*** Dataset content Section Begins ***

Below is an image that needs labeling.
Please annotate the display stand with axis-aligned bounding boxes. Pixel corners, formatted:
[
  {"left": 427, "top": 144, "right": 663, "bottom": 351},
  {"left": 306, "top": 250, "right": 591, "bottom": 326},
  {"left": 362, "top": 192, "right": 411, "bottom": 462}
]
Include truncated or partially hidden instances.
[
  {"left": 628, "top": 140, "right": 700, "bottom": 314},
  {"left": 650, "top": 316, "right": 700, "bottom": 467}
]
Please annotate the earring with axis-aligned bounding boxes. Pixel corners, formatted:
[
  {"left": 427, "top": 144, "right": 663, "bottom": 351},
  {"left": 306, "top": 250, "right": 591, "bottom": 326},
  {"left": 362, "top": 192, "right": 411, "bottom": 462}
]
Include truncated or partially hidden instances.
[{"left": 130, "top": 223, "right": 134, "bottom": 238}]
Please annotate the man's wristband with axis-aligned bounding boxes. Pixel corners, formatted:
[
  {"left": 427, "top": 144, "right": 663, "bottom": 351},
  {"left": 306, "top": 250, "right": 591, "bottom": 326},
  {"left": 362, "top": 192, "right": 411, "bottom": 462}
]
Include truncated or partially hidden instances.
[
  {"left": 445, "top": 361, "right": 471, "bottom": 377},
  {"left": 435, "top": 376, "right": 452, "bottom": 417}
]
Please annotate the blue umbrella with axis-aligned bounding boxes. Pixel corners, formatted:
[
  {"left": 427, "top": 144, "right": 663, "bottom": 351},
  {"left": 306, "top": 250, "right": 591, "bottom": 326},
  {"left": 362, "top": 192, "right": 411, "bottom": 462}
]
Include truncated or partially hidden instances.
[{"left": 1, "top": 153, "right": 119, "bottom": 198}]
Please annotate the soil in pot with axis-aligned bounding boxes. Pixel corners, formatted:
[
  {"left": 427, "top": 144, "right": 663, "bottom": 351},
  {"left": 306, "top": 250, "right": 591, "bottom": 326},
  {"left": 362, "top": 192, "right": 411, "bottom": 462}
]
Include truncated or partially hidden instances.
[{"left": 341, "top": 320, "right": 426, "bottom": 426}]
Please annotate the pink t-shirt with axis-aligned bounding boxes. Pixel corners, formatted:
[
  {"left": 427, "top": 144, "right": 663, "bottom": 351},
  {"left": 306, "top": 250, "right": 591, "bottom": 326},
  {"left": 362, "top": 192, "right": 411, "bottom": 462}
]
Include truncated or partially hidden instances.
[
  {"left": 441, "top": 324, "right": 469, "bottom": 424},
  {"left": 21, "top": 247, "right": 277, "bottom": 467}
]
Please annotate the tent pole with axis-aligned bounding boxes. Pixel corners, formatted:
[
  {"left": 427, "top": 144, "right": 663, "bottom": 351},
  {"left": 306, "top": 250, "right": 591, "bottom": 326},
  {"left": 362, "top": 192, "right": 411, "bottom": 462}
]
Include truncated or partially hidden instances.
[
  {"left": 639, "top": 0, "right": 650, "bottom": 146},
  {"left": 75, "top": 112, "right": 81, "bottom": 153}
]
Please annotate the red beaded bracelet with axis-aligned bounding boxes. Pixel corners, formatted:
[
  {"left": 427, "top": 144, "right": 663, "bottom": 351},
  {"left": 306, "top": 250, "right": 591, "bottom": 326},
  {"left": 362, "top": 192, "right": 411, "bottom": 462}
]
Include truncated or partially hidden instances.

*** Dataset content Section Ends ***

The output should be a character-exact copy of all entries.

* _Answer space_:
Below is an image that needs labeling.
Please annotate the display stand with axis-aligned bounding boxes. Pixel corners, formatted:
[
  {"left": 427, "top": 144, "right": 663, "bottom": 351},
  {"left": 306, "top": 250, "right": 591, "bottom": 326},
  {"left": 362, "top": 192, "right": 411, "bottom": 462}
]
Include truncated or partially hidden instances.
[
  {"left": 628, "top": 140, "right": 700, "bottom": 314},
  {"left": 650, "top": 316, "right": 700, "bottom": 467}
]
Please annotate the earring with axis-aligned bounding boxes. Pixel corners, formatted:
[
  {"left": 427, "top": 144, "right": 663, "bottom": 351},
  {"left": 306, "top": 250, "right": 591, "bottom": 326},
  {"left": 362, "top": 192, "right": 411, "bottom": 462}
]
Include truncated or partially hidden instances.
[{"left": 130, "top": 223, "right": 134, "bottom": 238}]
Please annotate the man's wristband with axis-aligned bounding boxes. Pixel corners, formatted:
[
  {"left": 427, "top": 144, "right": 663, "bottom": 351},
  {"left": 306, "top": 250, "right": 591, "bottom": 326},
  {"left": 362, "top": 192, "right": 411, "bottom": 462}
]
Include truncated or partially hidden instances.
[
  {"left": 445, "top": 361, "right": 471, "bottom": 377},
  {"left": 435, "top": 376, "right": 452, "bottom": 417}
]
Please annotate the blue umbrella with axis-aligned bounding boxes. Pixel corners, formatted:
[
  {"left": 427, "top": 144, "right": 663, "bottom": 351},
  {"left": 306, "top": 250, "right": 591, "bottom": 326},
  {"left": 362, "top": 192, "right": 411, "bottom": 462}
]
Include truncated or partially hidden instances.
[{"left": 1, "top": 153, "right": 119, "bottom": 198}]
Please annotate the soil in pot with axis-aligned bounding boxes. Pixel corners, formatted:
[
  {"left": 427, "top": 144, "right": 663, "bottom": 351},
  {"left": 306, "top": 250, "right": 591, "bottom": 326},
  {"left": 362, "top": 192, "right": 411, "bottom": 462}
]
Include truncated or partially hidden instances.
[{"left": 341, "top": 320, "right": 426, "bottom": 426}]
Please annotate the pink t-shirt with axis-aligned bounding boxes. Pixel corners, formatted:
[
  {"left": 427, "top": 144, "right": 663, "bottom": 351},
  {"left": 306, "top": 250, "right": 591, "bottom": 326},
  {"left": 362, "top": 192, "right": 411, "bottom": 462}
]
Include truncated or partially hidden instances.
[
  {"left": 441, "top": 324, "right": 469, "bottom": 424},
  {"left": 21, "top": 247, "right": 277, "bottom": 467}
]
Please annotate the tent pole with axis-aligned bounding boxes. Pixel corners, formatted:
[
  {"left": 427, "top": 144, "right": 663, "bottom": 351},
  {"left": 306, "top": 250, "right": 591, "bottom": 326},
  {"left": 362, "top": 192, "right": 411, "bottom": 462}
]
Include truncated or partially hidden instances.
[
  {"left": 639, "top": 0, "right": 650, "bottom": 146},
  {"left": 75, "top": 112, "right": 81, "bottom": 153}
]
Please annotate the red beaded bracelet with axis-aligned bounding boxes. Pixel corners, formatted:
[
  {"left": 427, "top": 144, "right": 663, "bottom": 351},
  {"left": 306, "top": 250, "right": 591, "bottom": 326},
  {"left": 362, "top": 192, "right": 411, "bottom": 462}
]
Include truncated or partially hidden instances.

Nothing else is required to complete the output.